■ Problem requirements:
Please convert the material below into a JSON list of strings, with one string for each line and blank lines omitted.

---- Data shown

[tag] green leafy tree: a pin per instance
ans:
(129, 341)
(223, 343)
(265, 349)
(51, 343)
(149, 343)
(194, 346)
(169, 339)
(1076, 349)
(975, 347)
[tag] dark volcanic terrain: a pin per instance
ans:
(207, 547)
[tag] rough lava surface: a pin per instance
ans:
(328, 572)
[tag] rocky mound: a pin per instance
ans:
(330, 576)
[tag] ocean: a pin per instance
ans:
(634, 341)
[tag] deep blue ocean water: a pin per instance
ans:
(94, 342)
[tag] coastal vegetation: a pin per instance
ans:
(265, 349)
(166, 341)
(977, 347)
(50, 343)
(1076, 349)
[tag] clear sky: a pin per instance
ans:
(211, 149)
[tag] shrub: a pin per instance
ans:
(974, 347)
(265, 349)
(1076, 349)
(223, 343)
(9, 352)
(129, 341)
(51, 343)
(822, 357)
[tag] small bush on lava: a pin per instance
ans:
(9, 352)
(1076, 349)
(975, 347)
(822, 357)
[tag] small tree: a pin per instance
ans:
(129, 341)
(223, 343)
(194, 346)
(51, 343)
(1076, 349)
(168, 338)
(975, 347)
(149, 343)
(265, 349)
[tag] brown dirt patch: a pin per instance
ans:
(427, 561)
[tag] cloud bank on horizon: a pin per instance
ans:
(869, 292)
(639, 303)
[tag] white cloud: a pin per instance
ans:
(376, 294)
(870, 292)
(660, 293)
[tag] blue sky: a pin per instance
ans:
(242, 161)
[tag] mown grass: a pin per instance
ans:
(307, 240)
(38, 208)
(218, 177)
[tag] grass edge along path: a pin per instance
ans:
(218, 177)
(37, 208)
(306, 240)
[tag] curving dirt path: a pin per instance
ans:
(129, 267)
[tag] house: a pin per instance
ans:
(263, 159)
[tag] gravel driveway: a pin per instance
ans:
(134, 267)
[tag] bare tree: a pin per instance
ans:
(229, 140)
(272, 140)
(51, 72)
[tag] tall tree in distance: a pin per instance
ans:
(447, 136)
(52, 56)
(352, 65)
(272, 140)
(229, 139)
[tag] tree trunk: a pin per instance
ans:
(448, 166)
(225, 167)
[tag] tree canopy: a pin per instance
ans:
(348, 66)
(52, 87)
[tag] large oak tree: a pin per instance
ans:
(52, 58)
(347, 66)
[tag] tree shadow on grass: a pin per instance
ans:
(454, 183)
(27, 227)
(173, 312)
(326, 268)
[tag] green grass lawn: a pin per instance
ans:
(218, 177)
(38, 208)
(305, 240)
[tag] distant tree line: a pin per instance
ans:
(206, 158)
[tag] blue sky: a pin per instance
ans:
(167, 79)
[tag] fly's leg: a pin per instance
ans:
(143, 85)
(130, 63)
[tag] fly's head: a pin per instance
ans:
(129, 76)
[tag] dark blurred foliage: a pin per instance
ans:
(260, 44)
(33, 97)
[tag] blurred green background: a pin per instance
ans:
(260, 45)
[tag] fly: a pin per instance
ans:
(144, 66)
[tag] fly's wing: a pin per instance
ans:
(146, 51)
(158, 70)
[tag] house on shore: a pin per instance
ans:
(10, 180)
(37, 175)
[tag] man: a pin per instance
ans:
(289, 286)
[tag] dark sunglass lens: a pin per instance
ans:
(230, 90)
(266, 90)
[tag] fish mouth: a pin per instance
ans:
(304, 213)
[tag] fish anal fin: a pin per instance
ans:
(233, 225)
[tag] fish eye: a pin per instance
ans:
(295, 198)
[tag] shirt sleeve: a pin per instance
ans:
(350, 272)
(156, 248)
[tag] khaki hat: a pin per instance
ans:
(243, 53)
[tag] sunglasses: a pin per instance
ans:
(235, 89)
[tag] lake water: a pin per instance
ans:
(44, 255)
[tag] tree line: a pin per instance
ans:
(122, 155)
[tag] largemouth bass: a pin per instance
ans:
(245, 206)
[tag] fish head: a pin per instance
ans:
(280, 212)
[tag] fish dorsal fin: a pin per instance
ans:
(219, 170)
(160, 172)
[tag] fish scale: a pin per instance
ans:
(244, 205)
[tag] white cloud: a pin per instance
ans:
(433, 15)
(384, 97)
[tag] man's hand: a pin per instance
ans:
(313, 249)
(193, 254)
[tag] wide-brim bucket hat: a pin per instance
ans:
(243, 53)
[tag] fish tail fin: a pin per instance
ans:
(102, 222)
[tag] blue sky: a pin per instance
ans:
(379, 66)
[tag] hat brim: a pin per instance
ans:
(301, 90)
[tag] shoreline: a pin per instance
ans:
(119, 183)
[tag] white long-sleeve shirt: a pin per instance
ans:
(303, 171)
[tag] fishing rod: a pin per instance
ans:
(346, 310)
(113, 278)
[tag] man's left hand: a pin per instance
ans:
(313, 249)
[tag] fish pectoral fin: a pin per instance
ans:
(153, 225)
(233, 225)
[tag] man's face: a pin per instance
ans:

--------

■ Solution for this task:
[
  "[tag] green leafy tree: a pin per instance",
  "ans:",
  "(129, 341)",
  "(223, 343)",
  "(265, 349)",
  "(51, 343)",
  "(149, 343)",
  "(194, 346)",
  "(169, 339)",
  "(1076, 349)",
  "(975, 347)",
  "[tag] dark volcanic terrain: a pin per instance",
  "ans:",
  "(207, 547)",
  "[tag] rough lava surface: a pin per instance",
  "ans:",
  "(328, 572)",
  "[tag] rocky mound: a pin per instance",
  "ans:",
  "(330, 576)",
  "[tag] ocean: a pin per instance",
  "ans:",
  "(634, 341)",
  "[tag] deep blue ocean water: a pin per instance",
  "ans:",
  "(94, 342)",
  "[tag] coastal vegetation: a pin per instance",
  "ans:",
  "(265, 349)",
  "(166, 341)",
  "(977, 347)",
  "(50, 343)",
  "(1076, 349)",
  "[tag] clear sky: a pin per instance",
  "ans:",
  "(211, 149)",
  "[tag] shrub: a pin per instance",
  "ans:",
  "(974, 347)",
  "(265, 349)",
  "(1076, 349)",
  "(223, 343)",
  "(9, 352)",
  "(129, 341)",
  "(51, 343)",
  "(822, 357)",
  "[tag] small bush on lava: a pin per instance",
  "ans:",
  "(9, 352)",
  "(1076, 349)",
  "(975, 347)",
  "(822, 357)",
  "[tag] small tree: a pin per instance",
  "ans:",
  "(129, 341)",
  "(223, 343)",
  "(194, 346)",
  "(51, 343)",
  "(1076, 349)",
  "(168, 338)",
  "(975, 347)",
  "(149, 343)",
  "(265, 349)",
  "[tag] brown dirt patch: a pin per instance",
  "ans:",
  "(427, 561)",
  "[tag] cloud bank on horizon: a pin per instance",
  "ans:",
  "(869, 292)",
  "(639, 303)",
  "[tag] white cloud: a pin per instance",
  "ans:",
  "(376, 294)",
  "(870, 292)",
  "(660, 293)",
  "[tag] blue sky: a pin per instance",
  "ans:",
  "(242, 161)",
  "[tag] mown grass: a pin per instance",
  "ans:",
  "(307, 240)",
  "(38, 208)",
  "(218, 177)",
  "[tag] grass edge along path: a pin per instance",
  "ans:",
  "(218, 177)",
  "(37, 208)",
  "(306, 240)",
  "[tag] curving dirt path: a pin per instance",
  "ans:",
  "(129, 267)",
  "[tag] house: a pin per instance",
  "ans:",
  "(263, 159)",
  "[tag] gravel driveway: a pin per instance",
  "ans:",
  "(134, 267)",
  "[tag] bare tree: a pin per instance",
  "ans:",
  "(229, 140)",
  "(272, 140)",
  "(51, 72)",
  "[tag] tall tree in distance: a pin per instance",
  "ans:",
  "(447, 136)",
  "(52, 56)",
  "(352, 65)",
  "(272, 140)",
  "(229, 139)",
  "[tag] tree trunk: a pin per instance",
  "ans:",
  "(448, 166)",
  "(225, 167)",
  "[tag] tree canopy: a pin per instance",
  "ans:",
  "(348, 66)",
  "(52, 87)",
  "[tag] large oak tree: a pin per instance",
  "ans:",
  "(52, 58)",
  "(347, 66)",
  "[tag] tree shadow on grass: a pin per instance",
  "ans:",
  "(454, 183)",
  "(27, 227)",
  "(173, 312)",
  "(326, 268)",
  "[tag] green grass lawn: a pin per instance",
  "ans:",
  "(218, 177)",
  "(38, 208)",
  "(305, 240)",
  "[tag] distant tree line: a pin per instance",
  "ans:",
  "(206, 158)",
  "[tag] blue sky: a pin per instance",
  "ans:",
  "(167, 79)",
  "[tag] fly's leg: a pin per instance",
  "ans:",
  "(143, 85)",
  "(130, 63)",
  "[tag] fly's head: a pin per instance",
  "ans:",
  "(129, 76)",
  "[tag] dark blurred foliage: a pin per instance",
  "ans:",
  "(260, 44)",
  "(33, 97)",
  "[tag] blurred green background: a pin per instance",
  "ans:",
  "(260, 45)",
  "[tag] fly: a pin per instance",
  "ans:",
  "(144, 66)",
  "[tag] fly's wing: a pin per instance",
  "ans:",
  "(146, 51)",
  "(158, 70)",
  "[tag] house on shore: a pin per instance",
  "ans:",
  "(10, 180)",
  "(37, 175)",
  "[tag] man: a pin per instance",
  "ans:",
  "(289, 286)",
  "[tag] dark sunglass lens: a pin per instance",
  "ans:",
  "(230, 90)",
  "(266, 90)",
  "[tag] fish mouth: a pin per instance",
  "ans:",
  "(304, 213)",
  "[tag] fish anal fin: a pin per instance",
  "ans:",
  "(233, 225)",
  "[tag] fish eye: a pin per instance",
  "ans:",
  "(295, 198)",
  "[tag] shirt sleeve: a pin per instance",
  "ans:",
  "(350, 272)",
  "(156, 248)",
  "[tag] khaki hat: a pin per instance",
  "ans:",
  "(243, 53)",
  "[tag] sunglasses: a pin per instance",
  "ans:",
  "(235, 89)",
  "[tag] lake water: a pin per instance",
  "ans:",
  "(44, 255)",
  "[tag] tree line: a pin per instance",
  "ans:",
  "(122, 155)",
  "[tag] largemouth bass: a pin per instance",
  "ans:",
  "(245, 206)",
  "[tag] fish head: a pin per instance",
  "ans:",
  "(280, 212)",
  "[tag] fish dorsal fin: a pin per instance",
  "ans:",
  "(219, 170)",
  "(160, 172)",
  "[tag] fish scale: a pin per instance",
  "ans:",
  "(244, 205)",
  "[tag] white cloud: a pin per instance",
  "ans:",
  "(433, 15)",
  "(384, 97)",
  "[tag] man's hand: a pin per instance",
  "ans:",
  "(313, 249)",
  "(193, 254)",
  "[tag] wide-brim bucket hat: a pin per instance",
  "ans:",
  "(243, 53)",
  "[tag] fish tail fin: a pin per instance",
  "ans:",
  "(102, 222)",
  "[tag] blue sky: a pin per instance",
  "ans:",
  "(379, 66)",
  "[tag] hat brim: a pin per instance",
  "ans:",
  "(301, 90)",
  "[tag] shoreline: a pin per instance",
  "ans:",
  "(119, 183)",
  "[tag] white long-sleeve shirt: a pin per instance",
  "ans:",
  "(303, 171)",
  "[tag] fishing rod: a pin per instance",
  "ans:",
  "(346, 310)",
  "(113, 278)",
  "[tag] man's left hand: a pin per instance",
  "ans:",
  "(313, 249)",
  "[tag] fish pectoral fin: a pin per instance",
  "ans:",
  "(153, 225)",
  "(233, 225)",
  "[tag] man's face: a pin per instance",
  "ans:"
]